What is required: Every single record needs to be restated word for word.
+++ Records for the exercise +++
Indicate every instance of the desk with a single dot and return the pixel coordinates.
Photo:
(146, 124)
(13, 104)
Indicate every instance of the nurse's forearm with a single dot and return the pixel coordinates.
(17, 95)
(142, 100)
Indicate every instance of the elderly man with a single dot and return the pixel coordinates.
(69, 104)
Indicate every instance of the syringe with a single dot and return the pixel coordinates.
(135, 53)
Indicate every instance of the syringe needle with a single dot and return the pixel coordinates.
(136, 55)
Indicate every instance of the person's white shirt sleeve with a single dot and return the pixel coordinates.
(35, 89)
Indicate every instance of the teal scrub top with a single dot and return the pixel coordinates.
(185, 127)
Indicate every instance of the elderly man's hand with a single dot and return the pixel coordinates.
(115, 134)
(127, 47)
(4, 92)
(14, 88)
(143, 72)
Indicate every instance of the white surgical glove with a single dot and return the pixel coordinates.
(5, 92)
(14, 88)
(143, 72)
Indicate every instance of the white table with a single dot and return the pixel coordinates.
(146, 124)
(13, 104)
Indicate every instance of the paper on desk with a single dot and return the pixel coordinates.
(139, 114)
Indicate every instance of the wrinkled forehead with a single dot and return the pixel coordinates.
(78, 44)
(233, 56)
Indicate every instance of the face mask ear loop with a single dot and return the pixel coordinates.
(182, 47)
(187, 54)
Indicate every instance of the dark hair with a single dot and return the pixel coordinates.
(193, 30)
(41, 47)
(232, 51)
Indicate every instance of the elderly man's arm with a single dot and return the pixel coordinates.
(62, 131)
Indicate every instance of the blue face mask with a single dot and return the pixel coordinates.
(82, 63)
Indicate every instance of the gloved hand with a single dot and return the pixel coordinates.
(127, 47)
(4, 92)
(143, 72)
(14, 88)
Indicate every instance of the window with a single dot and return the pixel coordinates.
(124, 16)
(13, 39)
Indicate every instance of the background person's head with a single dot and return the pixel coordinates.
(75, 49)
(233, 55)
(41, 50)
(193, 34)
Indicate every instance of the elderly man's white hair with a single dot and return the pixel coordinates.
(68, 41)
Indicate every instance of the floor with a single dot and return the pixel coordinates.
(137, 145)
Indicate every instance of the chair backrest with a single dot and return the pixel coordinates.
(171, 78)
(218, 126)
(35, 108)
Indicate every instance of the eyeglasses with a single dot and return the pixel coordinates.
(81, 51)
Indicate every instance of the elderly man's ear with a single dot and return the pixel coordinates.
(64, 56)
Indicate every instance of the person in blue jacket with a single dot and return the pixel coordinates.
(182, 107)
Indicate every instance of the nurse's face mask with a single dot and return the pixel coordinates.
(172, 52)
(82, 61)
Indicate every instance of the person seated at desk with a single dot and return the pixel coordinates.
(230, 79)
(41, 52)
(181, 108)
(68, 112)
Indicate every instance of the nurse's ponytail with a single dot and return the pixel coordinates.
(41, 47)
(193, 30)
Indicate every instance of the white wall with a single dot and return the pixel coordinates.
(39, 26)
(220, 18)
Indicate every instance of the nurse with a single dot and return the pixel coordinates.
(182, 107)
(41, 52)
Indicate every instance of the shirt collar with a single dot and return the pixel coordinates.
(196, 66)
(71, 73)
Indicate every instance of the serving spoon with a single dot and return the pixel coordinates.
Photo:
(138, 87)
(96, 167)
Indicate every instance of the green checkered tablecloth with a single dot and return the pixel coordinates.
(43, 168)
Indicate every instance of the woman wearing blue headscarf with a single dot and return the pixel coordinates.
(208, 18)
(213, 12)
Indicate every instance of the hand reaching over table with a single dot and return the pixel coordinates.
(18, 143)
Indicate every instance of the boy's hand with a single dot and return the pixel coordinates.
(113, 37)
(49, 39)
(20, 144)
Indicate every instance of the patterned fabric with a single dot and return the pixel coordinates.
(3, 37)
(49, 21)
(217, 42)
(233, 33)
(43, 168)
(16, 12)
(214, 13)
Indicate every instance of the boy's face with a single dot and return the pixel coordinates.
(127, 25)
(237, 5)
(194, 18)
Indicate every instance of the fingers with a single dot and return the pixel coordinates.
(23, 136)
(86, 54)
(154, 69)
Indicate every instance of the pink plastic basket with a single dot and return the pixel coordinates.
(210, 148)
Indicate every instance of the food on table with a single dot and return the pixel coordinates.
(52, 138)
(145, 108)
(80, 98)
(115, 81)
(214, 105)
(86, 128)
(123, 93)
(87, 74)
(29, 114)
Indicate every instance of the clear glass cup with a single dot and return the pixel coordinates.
+++
Your solution:
Indicate every instance of the desk with a single dot and return the pixel coordinates.
Photo:
(146, 124)
(13, 104)
Indicate every instance of the nurse's forearm with a single dot and return the pixel coordinates.
(17, 95)
(142, 100)
Indicate every instance of the elderly man with a single dot and return the pixel coordinates.
(69, 104)
Indicate every instance of the syringe with a single dot and return the pixel coordinates.
(135, 53)
Indicate every instance of the syringe needle with a single dot and return the pixel coordinates.
(136, 55)
Indicate every instance of the person's white shirt sleeve with a single dot and return the pixel coordinates.
(35, 89)
Indicate every instance of the teal scrub top with a single dot and return the pixel coordinates.
(185, 127)
Indicate every instance of the elderly man's hand with a single dot and return the pixel coordinates.
(115, 134)
(127, 47)
(4, 92)
(14, 88)
(143, 72)
Indicate every instance of the white surgical glove with a single dot and return the pixel coordinates.
(5, 92)
(14, 88)
(143, 72)
Indicate every instance of the white table with a single dot and return the pixel coordinates.
(146, 124)
(13, 104)
Indicate every instance of the paper on desk with a single dot and return the pixel coordinates.
(139, 114)
Indicate every instance of the wrinkled forehead with a single dot and return the pixel coordinates.
(78, 44)
(233, 56)
Indicate every instance of the face mask ear loop with a single dot and return the pixel coordinates.
(182, 47)
(187, 54)
Indicate every instance of the dark hair with a single dot and return the pixel coordinates.
(193, 30)
(41, 47)
(232, 51)
Indicate every instance of the elderly man's arm with a single dot and return the pixel coordinates.
(62, 131)
Indicate every instance of the blue face mask with a single dot and return the pixel coordinates.
(82, 63)
Indicate every instance of the gloved hand with a single dot and return the pixel coordinates.
(127, 47)
(4, 92)
(143, 72)
(14, 88)
Indicate every instance of the window with a single dot and return the pixel coordinates.
(124, 16)
(13, 39)
Indicate every instance of the background person's head with a single dot and return the pixel coordinates.
(75, 49)
(233, 55)
(41, 50)
(193, 34)
Indicate every instance of the elderly man's white hair with a single dot and return the pixel coordinates.
(68, 41)
Indicate every instance of the floor with a single dot and return the pixel coordinates.
(137, 145)
Indicate every instance of the chair backrest with a single dot and return the pixel coordinates.
(171, 78)
(218, 126)
(35, 108)
Indicate every instance of the eyeglasses with a single dot and return the pixel coordinates.
(81, 51)
Indicate every instance of the elderly man's ear with a single dot and return the pixel coordinates.
(64, 56)
Indicate every instance of the person in blue jacket with a single dot and return the pixel coordinates.
(182, 107)
Indicate every instance of the nurse's face mask with a single dot and return the pixel coordinates.
(172, 52)
(82, 61)
Indicate every instance of the person seated at desk with a single dot and return the pixel coordinates.
(230, 79)
(41, 52)
(181, 108)
(68, 112)
Indicate every instance of the nurse's ponytail with a single dot and return the pixel coordinates.
(41, 47)
(193, 30)
Indicate every instance of the white wall with a single dot and return the pixel coordinates.
(39, 26)
(220, 18)
Indicate every instance of the nurse with a single dot and return the pixel coordinates.
(182, 107)
(41, 52)
Indicate every instance of the shirt collar with a single dot and return the pixel coordinates.
(196, 66)
(71, 73)
Indicate every instance of the serving spoon with a single dot and return the pixel coordinates.
Photo:
(138, 87)
(96, 167)
Indicate every instance of the green checkered tablecloth with a single dot and return the pixel coordinates.
(43, 168)
Indicate every instance of the woman wearing blue headscarf with a single dot and return the pixel coordinates.
(208, 18)
(213, 12)
Indicate every instance of the hand reaching over table with a single dot and return the pixel coordinates.
(18, 143)
Indicate every instance of the boy's hand with a single dot and return the pixel coordinates.
(113, 37)
(49, 39)
(20, 144)
Indicate every instance of the patterned fabric with a single dot and return the pixel coordinates.
(3, 37)
(49, 21)
(217, 42)
(233, 33)
(43, 168)
(16, 12)
(214, 13)
Indicate every instance of the boy's face with a single dot and return the pixel coordinates.
(127, 25)
(237, 5)
(194, 18)
Indicate every instance of the fingers with a single dot and return the pixel coordinates.
(23, 136)
(86, 54)
(154, 69)
Indicate every instance of the pink plastic basket with a single dot and return the pixel coordinates.
(210, 148)
Indicate every instance of the food on table with a single dot and return the pixel coordinates.
(52, 138)
(145, 108)
(80, 98)
(115, 81)
(214, 105)
(86, 128)
(123, 93)
(87, 74)
(29, 114)
Indicate every instance of the clear glass cup with a single dot and return the pixel coordinates.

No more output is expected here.